## Source data
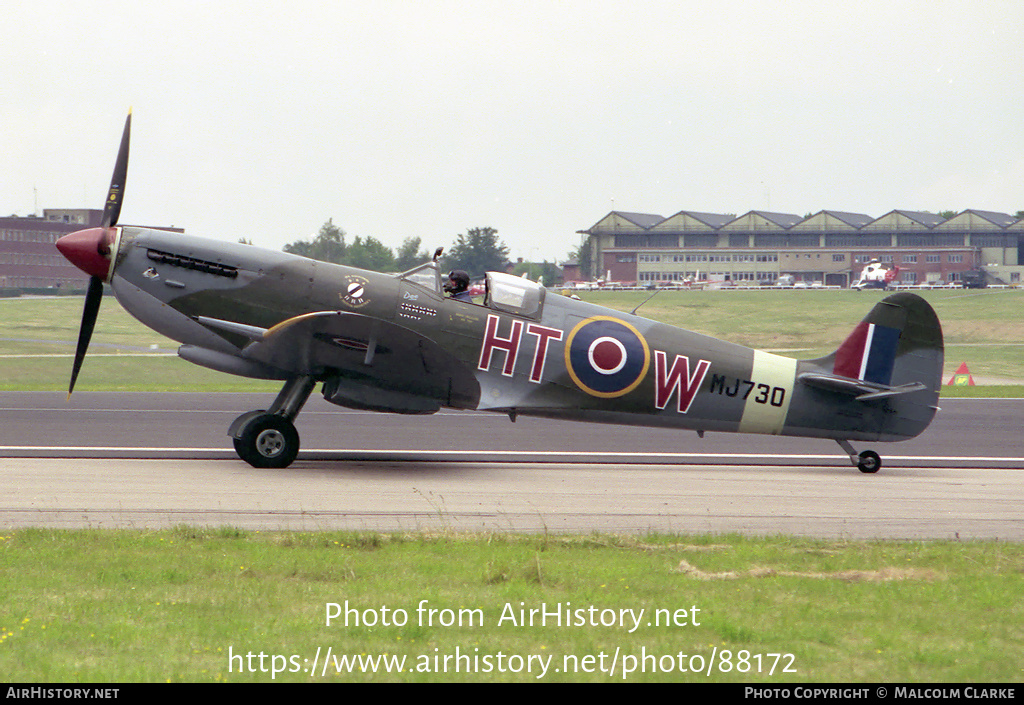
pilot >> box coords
[444,269,474,302]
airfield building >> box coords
[578,209,1024,288]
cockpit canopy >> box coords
[400,263,546,318]
[484,271,545,318]
[400,261,443,291]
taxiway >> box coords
[1,392,1021,538]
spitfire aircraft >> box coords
[56,114,943,473]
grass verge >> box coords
[1,529,1022,682]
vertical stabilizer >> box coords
[793,293,944,441]
[813,293,943,389]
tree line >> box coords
[282,219,512,278]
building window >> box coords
[832,254,846,262]
[614,234,679,248]
[971,235,1010,248]
[949,254,963,264]
[926,254,941,263]
[903,254,917,264]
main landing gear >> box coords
[229,376,316,468]
[837,440,881,474]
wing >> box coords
[201,311,481,413]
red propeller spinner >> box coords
[55,227,115,280]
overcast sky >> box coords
[4,1,1022,263]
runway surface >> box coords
[1,392,1022,538]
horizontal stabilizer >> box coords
[797,372,926,401]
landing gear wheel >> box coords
[233,413,300,469]
[857,450,881,474]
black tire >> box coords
[234,414,300,469]
[857,450,881,474]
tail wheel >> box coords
[857,450,881,474]
[233,413,300,469]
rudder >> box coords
[799,292,943,441]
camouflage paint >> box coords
[105,227,943,445]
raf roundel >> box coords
[564,316,650,398]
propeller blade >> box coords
[68,275,104,397]
[101,110,132,229]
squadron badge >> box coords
[341,275,370,308]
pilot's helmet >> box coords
[446,269,470,293]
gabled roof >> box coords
[792,210,874,230]
[962,210,1017,228]
[751,211,802,228]
[662,210,734,229]
[612,211,665,229]
[937,209,1017,231]
[862,210,945,230]
[724,211,803,229]
[819,210,874,228]
[580,211,665,234]
[581,207,1023,236]
[892,210,947,227]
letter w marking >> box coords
[655,351,711,414]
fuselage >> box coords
[99,226,939,444]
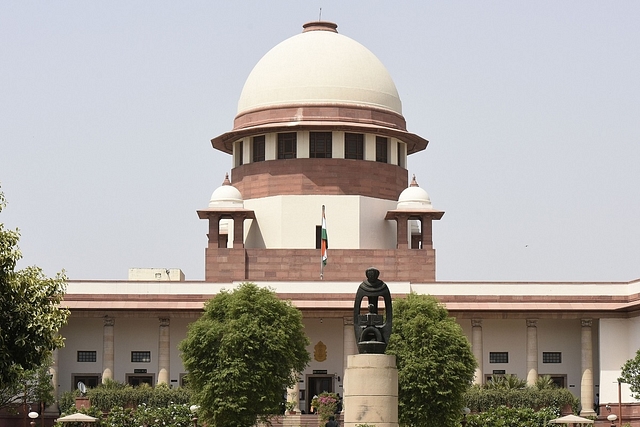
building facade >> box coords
[57,21,640,423]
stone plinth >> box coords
[343,354,398,427]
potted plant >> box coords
[285,400,297,414]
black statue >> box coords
[353,267,392,354]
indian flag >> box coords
[321,206,328,266]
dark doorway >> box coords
[307,375,333,413]
[126,374,154,386]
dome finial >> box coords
[223,173,231,185]
[302,21,338,33]
[410,174,419,187]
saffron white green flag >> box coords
[321,206,328,266]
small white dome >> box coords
[397,176,433,209]
[209,174,243,208]
[237,22,402,116]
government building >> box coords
[56,21,640,424]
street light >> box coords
[607,413,618,427]
[461,407,470,427]
[28,411,38,427]
[189,405,199,427]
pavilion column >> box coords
[526,319,538,386]
[471,319,483,385]
[395,214,409,249]
[158,317,170,385]
[207,213,221,248]
[421,215,433,250]
[580,319,596,417]
[102,317,115,383]
[232,214,244,248]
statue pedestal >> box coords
[343,354,398,427]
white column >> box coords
[526,319,538,386]
[285,374,301,413]
[580,319,596,417]
[343,317,357,371]
[158,317,170,385]
[472,319,483,385]
[102,317,115,382]
[50,348,59,399]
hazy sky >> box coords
[1,2,639,282]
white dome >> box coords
[397,177,433,210]
[209,178,243,208]
[237,22,402,115]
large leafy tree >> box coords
[0,357,55,411]
[386,293,476,427]
[0,189,69,387]
[619,349,640,398]
[180,282,310,427]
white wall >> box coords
[169,317,191,386]
[302,317,344,408]
[58,317,104,391]
[482,319,528,380]
[537,319,582,396]
[599,318,640,405]
[114,317,159,383]
[244,195,397,249]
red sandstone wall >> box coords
[204,248,435,283]
[231,158,408,201]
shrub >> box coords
[465,406,558,427]
[82,381,192,413]
[464,384,579,414]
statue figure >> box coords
[353,267,392,354]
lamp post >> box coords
[461,407,470,427]
[189,405,199,427]
[608,413,618,427]
[27,411,38,427]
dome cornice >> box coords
[210,121,428,155]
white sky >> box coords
[1,2,639,282]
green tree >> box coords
[0,357,54,411]
[386,293,476,427]
[0,189,69,387]
[619,349,640,398]
[179,283,310,427]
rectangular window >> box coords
[376,136,388,163]
[180,373,189,387]
[310,132,332,158]
[277,133,297,159]
[543,352,562,363]
[253,135,265,162]
[77,351,97,363]
[131,351,151,363]
[489,352,509,363]
[237,142,243,166]
[344,133,364,160]
[548,375,566,388]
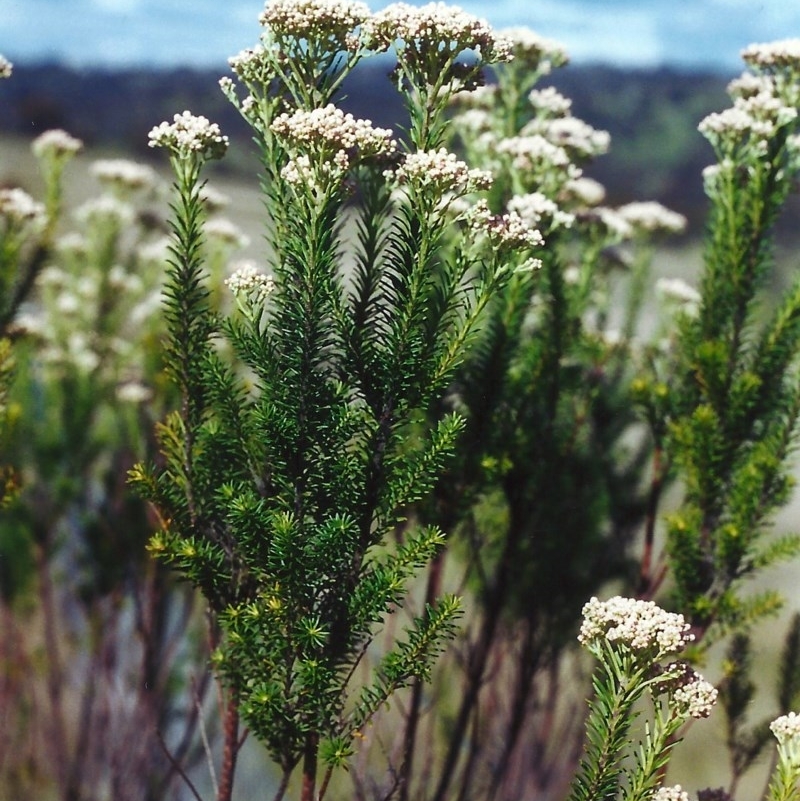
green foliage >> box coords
[135,7,522,796]
[656,56,800,632]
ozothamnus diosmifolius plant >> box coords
[133,2,538,799]
[635,39,800,640]
[570,597,718,801]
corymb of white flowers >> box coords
[669,668,718,719]
[32,129,83,160]
[271,104,397,164]
[579,596,694,661]
[616,201,688,235]
[652,786,690,801]
[771,711,800,765]
[496,27,569,73]
[363,2,513,63]
[468,199,545,253]
[0,187,46,227]
[148,111,229,161]
[90,159,158,193]
[225,261,276,305]
[0,55,12,79]
[393,148,492,196]
[742,38,800,72]
[259,0,371,48]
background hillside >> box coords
[1,63,735,229]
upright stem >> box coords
[399,551,444,801]
[217,692,240,801]
[301,733,319,801]
[638,444,664,598]
[35,537,70,797]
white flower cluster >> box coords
[656,277,701,307]
[578,596,694,658]
[670,669,718,719]
[393,148,492,196]
[468,199,544,252]
[699,91,797,149]
[652,786,690,801]
[148,111,229,161]
[528,86,572,117]
[116,382,153,404]
[771,712,800,766]
[771,712,800,745]
[742,38,800,72]
[364,2,512,63]
[227,45,273,82]
[0,187,46,227]
[507,192,574,230]
[497,27,569,72]
[0,55,12,79]
[584,207,634,241]
[523,117,610,159]
[563,176,606,207]
[205,218,251,249]
[617,201,687,235]
[199,185,231,212]
[32,129,83,160]
[259,0,370,47]
[90,159,158,192]
[271,104,396,164]
[727,72,774,100]
[225,261,276,303]
[496,135,571,172]
[74,195,136,228]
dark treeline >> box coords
[0,60,738,229]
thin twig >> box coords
[157,730,205,801]
[193,675,219,797]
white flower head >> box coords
[116,381,153,404]
[742,39,800,72]
[199,185,231,211]
[727,71,774,100]
[392,148,492,196]
[259,0,371,49]
[528,86,572,117]
[74,195,136,228]
[205,217,250,249]
[507,192,574,230]
[137,236,172,267]
[771,712,800,766]
[656,277,701,308]
[578,596,694,660]
[562,176,606,207]
[522,116,610,159]
[91,159,158,192]
[468,199,545,252]
[699,90,797,150]
[660,664,718,719]
[497,27,569,72]
[617,201,687,235]
[271,104,397,164]
[148,111,228,161]
[226,261,276,304]
[32,129,83,160]
[652,786,690,801]
[496,135,571,173]
[0,55,12,78]
[228,44,273,82]
[0,187,46,228]
[364,2,512,64]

## Prompt
The answer should contain every line of the material exactly as written and no pictures.

## Task response
pilot >> box coords
[444,269,474,302]
airfield building >> box coords
[578,209,1024,288]
cockpit canopy >> box coords
[400,263,546,318]
[484,271,545,318]
[400,261,443,291]
taxiway >> box coords
[1,392,1021,538]
spitfire aircraft >> box coords
[56,114,943,473]
grass verge >> box coords
[1,529,1022,682]
vertical stabilizer >> box coords
[793,293,944,441]
[813,293,943,389]
tree line >> box coords
[282,219,512,278]
building window >> box coords
[832,254,846,262]
[614,234,679,248]
[971,235,1010,248]
[949,254,963,264]
[926,254,941,263]
[903,254,917,264]
main landing gear >> box coords
[229,376,316,468]
[837,440,881,474]
wing >> box coords
[201,311,481,413]
red propeller spinner >> box coords
[55,227,115,280]
overcast sky >> box coords
[4,1,1022,263]
runway surface >> box coords
[1,392,1022,538]
horizontal stabilizer >> box coords
[797,372,926,401]
landing gear wheel >> box coords
[233,413,300,469]
[857,450,881,474]
black tire >> box coords
[234,414,300,469]
[857,450,881,474]
tail wheel >> box coords
[857,450,881,474]
[233,413,300,469]
rudder >> box coords
[799,292,943,441]
camouflage paint >> box coords
[105,227,943,445]
raf roundel >> box coords
[564,316,650,398]
propeller blade >> box coords
[68,275,104,397]
[101,110,132,229]
squadron badge >> box coords
[341,275,370,308]
pilot's helmet >> box coords
[446,269,470,293]
gabled roof >> box coords
[792,210,874,230]
[962,210,1017,228]
[751,211,802,228]
[662,210,734,229]
[612,211,665,229]
[937,209,1017,231]
[862,210,945,230]
[724,211,803,229]
[819,210,874,228]
[580,211,665,234]
[581,207,1023,236]
[892,210,947,227]
letter w marking >> box coords
[655,351,711,414]
fuselage >> box coords
[99,226,939,444]
building facade >> box coords
[57,21,640,423]
stone plinth >> box coords
[343,354,398,427]
potted plant >> box coords
[285,400,297,414]
black statue >> box coords
[353,267,392,354]
indian flag >> box coords
[321,206,328,266]
dark doorway >> box coords
[307,375,333,413]
[126,374,154,386]
dome finial >> box coords
[223,173,231,185]
[302,21,338,33]
[410,174,419,187]
saffron white green flag >> box coords
[321,206,328,266]
small white dome >> box coords
[397,176,433,209]
[209,174,243,208]
[237,22,402,116]
government building >> box coords
[56,21,640,424]
street light >> box coords
[607,413,618,427]
[461,407,470,427]
[28,411,38,427]
[189,405,199,427]
pavilion column >> box coords
[526,319,538,386]
[471,319,483,385]
[395,214,409,249]
[158,317,170,385]
[207,213,221,248]
[421,215,433,250]
[580,319,596,417]
[102,317,115,383]
[232,214,244,248]
statue pedestal >> box coords
[343,354,398,427]
white column >> box coords
[526,319,538,386]
[285,374,301,413]
[580,319,596,417]
[343,317,357,371]
[158,317,170,385]
[472,319,483,385]
[102,317,115,382]
[50,348,59,399]
hazy sky >> box coords
[1,2,639,282]
white dome >> box coords
[397,177,433,210]
[209,178,243,208]
[237,22,402,115]
large leafy tree >> box coords
[0,357,55,411]
[386,293,476,427]
[0,189,69,387]
[619,349,640,398]
[180,282,310,427]
white wall >> box coords
[169,317,191,386]
[302,317,344,408]
[58,317,104,391]
[482,319,528,380]
[537,319,582,396]
[599,318,640,405]
[114,317,159,383]
[244,195,397,249]
red sandstone wall >> box coords
[204,248,435,283]
[231,158,408,201]
shrub >> box coords
[465,406,558,427]
[82,381,192,413]
[464,384,579,414]
statue figure >> box coords
[353,267,392,354]
lamp post >> box coords
[461,407,470,427]
[189,405,199,427]
[608,413,618,427]
[27,411,38,427]
dome cornice >> box coords
[210,121,428,155]
white sky >> box coords
[1,2,639,282]
green tree >> box coords
[0,357,54,411]
[386,293,476,427]
[0,189,69,387]
[619,349,640,398]
[179,283,310,427]
rectangular window >> box coords
[376,136,388,163]
[180,373,189,387]
[310,132,332,158]
[277,133,297,159]
[543,352,562,363]
[253,135,265,162]
[77,351,97,363]
[131,351,151,363]
[489,352,509,363]
[237,142,243,166]
[344,133,364,160]
[548,375,566,388]
green foliage >> box coords
[135,7,522,796]
[656,56,800,632]
ozothamnus diosmifolius plant >> box coords
[133,2,538,799]
[635,39,800,640]
[570,597,718,801]
corymb of white flowers >> box coords
[669,668,718,719]
[32,129,83,160]
[271,104,397,164]
[579,596,694,661]
[616,201,688,235]
[652,786,690,801]
[771,711,800,765]
[496,27,569,73]
[363,2,513,63]
[468,199,545,253]
[0,187,46,227]
[148,111,229,161]
[90,159,158,193]
[225,261,276,305]
[0,55,12,79]
[393,148,492,196]
[742,38,800,72]
[259,0,371,48]
background hillside >> box coords
[1,63,735,229]
upright stem >> box coords
[399,551,444,801]
[217,692,240,801]
[301,733,319,801]
[638,444,664,598]
[35,537,70,797]
white flower cluster >> box coords
[656,277,701,307]
[578,596,694,658]
[670,669,718,719]
[393,148,492,196]
[468,199,544,252]
[699,91,797,149]
[652,786,690,801]
[148,111,229,161]
[528,86,572,117]
[116,382,153,404]
[771,712,800,766]
[771,712,800,745]
[742,38,800,72]
[364,2,512,63]
[227,45,273,82]
[0,187,46,227]
[507,192,574,230]
[497,27,569,72]
[0,55,12,79]
[584,207,634,241]
[523,117,610,159]
[563,176,606,207]
[205,218,251,249]
[617,201,687,235]
[199,185,231,212]
[32,129,83,160]
[259,0,370,47]
[90,159,158,192]
[271,104,396,164]
[727,72,774,100]
[225,261,276,303]
[496,135,571,172]
[74,195,136,228]
dark treeline >> box coords
[0,60,738,229]
thin twig >> box coords
[157,730,205,801]
[193,675,219,797]
white flower head >> box coords
[116,381,153,404]
[742,39,800,72]
[199,185,231,211]
[727,71,774,100]
[392,148,492,196]
[259,0,371,49]
[528,86,572,117]
[74,195,136,228]
[205,217,250,249]
[507,192,574,230]
[137,236,172,267]
[771,712,800,766]
[656,277,701,308]
[578,596,694,660]
[562,176,606,207]
[522,116,610,159]
[91,159,158,192]
[468,199,545,252]
[699,90,797,150]
[660,664,718,719]
[497,27,569,72]
[617,201,687,235]
[271,104,397,164]
[148,111,228,161]
[226,261,276,304]
[32,129,83,160]
[652,786,690,801]
[496,135,571,173]
[0,55,12,78]
[228,44,273,82]
[0,187,46,228]
[364,2,512,64]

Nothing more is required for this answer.